Source document
'''

7/27/2022: Termite day at Lake Michigan’s Silver Beach
Last Saturday was a pleasant break from the current bug grind, the intensity of which has been a heavy burden lately. Good company and atmosphere were just what I needed, although the day wasn’t completely free of insect-related activities.
Accompanied by the Michigander bug gang of Will, Brandon, and Kai, our day began with prowling for tiger beetles and Cotinis along the dunes. My personal target was the enigmatic Reticulitermes arenicola, a termite that genetic evidence suggests is a population of Reticulitermes flavipes rapidly adapting to life on the relatively novel environment of the Lake Michigan sand dunes.
I had already cultured this species before, but lost the culture due to negligence/hair-splitting last summer. This initial culture was the progeny of about two dozen mixed individuals found in a pile of cottonwood bark debris, but fortunately the species was in greater abundance this time around. I specifically recall pointing to a chunk of wood sunken in the sand and exclaiming to Kai that it must have termites beneath it, and for once my proclamation was heartily correct.

'''

Records provided
'''

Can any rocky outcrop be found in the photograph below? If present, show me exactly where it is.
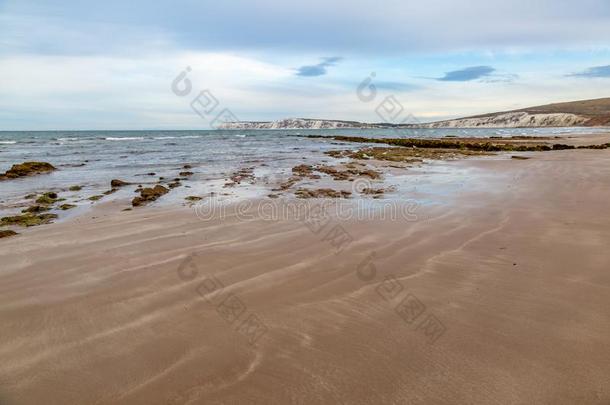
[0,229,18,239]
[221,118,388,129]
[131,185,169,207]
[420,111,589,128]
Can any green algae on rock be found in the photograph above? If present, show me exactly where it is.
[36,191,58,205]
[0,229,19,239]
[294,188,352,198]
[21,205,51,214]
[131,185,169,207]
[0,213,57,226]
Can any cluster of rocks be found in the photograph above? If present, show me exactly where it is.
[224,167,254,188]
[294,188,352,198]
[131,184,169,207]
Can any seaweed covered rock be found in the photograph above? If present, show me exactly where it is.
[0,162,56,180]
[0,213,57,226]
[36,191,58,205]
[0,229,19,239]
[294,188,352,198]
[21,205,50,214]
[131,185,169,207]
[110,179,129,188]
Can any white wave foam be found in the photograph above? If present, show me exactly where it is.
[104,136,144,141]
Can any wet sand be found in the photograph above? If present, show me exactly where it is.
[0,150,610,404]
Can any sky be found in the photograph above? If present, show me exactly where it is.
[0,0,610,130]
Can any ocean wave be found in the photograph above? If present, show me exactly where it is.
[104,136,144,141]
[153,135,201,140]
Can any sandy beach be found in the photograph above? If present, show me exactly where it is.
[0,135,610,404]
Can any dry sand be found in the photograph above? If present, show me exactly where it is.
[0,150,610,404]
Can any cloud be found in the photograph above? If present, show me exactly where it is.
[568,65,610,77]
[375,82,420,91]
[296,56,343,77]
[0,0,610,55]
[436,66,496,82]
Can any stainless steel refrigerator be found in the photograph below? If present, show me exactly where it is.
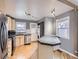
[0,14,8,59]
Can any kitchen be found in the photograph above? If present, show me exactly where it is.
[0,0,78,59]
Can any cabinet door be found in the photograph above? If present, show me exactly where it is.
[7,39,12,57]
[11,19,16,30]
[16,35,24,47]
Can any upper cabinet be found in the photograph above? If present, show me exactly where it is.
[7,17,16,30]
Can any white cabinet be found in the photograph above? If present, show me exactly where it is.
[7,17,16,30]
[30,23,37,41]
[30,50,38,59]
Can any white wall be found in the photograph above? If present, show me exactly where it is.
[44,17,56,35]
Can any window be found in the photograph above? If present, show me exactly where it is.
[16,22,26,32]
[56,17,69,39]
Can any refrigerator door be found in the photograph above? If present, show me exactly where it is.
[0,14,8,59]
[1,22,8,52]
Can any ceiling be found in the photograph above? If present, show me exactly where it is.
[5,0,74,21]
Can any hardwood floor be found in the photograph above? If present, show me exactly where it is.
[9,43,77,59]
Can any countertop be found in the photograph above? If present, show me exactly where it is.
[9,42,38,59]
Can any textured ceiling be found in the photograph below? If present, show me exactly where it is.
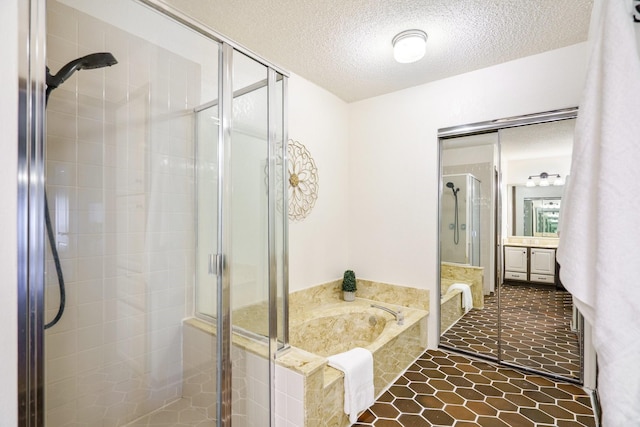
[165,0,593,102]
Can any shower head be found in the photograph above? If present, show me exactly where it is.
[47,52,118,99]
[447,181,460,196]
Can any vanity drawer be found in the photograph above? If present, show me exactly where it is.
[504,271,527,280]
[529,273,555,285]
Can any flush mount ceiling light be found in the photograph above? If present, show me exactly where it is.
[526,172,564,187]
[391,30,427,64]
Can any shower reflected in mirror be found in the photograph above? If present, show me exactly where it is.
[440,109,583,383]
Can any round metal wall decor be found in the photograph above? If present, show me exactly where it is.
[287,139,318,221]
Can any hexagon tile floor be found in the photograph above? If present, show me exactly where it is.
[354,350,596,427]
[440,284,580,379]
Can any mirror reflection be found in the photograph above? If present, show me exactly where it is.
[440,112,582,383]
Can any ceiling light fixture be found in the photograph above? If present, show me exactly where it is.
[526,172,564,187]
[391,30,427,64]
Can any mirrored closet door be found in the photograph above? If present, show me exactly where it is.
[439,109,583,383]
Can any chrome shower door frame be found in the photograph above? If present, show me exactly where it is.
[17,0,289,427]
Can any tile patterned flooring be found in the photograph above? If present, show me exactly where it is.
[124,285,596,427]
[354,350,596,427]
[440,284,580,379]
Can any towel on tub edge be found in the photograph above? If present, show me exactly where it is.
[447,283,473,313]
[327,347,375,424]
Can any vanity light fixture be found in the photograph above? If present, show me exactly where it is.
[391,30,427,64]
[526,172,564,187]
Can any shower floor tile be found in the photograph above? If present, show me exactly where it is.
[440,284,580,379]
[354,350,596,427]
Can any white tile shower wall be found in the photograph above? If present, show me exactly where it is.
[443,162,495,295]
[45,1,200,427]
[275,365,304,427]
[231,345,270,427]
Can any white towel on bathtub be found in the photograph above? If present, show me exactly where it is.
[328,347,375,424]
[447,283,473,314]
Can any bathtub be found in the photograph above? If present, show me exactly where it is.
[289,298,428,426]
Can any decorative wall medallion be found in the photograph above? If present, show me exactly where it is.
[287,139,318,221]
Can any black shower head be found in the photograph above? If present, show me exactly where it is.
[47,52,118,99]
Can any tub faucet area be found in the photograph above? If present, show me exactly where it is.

'''

Resume the account of the termite outing at Lake Michigan's Silver Beach, starting after its final sentence.

Bug finds the rest of the day were surprisingly sufficient. Will collected some ant crickets, Kai found a very pretty Cerambycid beetle, and Brandon pocketed a chunky ant lion larva. A few Cotinis zipped by overhead, but powered by off-shore gusts they were literally gone with the wind. Kai did masterfully net a pair of Cicindelidia punctulata, rounding out the day’s major finds.
While Brandon and I took some time to swim and enjoy the surf, Kai and Will worked through one of the few pockets of beach wrack along a pier, finding many nifty bugs that had been deposited there by the winds. An abandoned wet sock on the pier was surprisingly fruitful too, proving that interesting bugs can be found in the least likely places.
Overall, the dune trip was a pleasant casual getaway from the last few weeks’ hardcore bug work while serving as an intimidating reminder that bug season has yet to truly peak.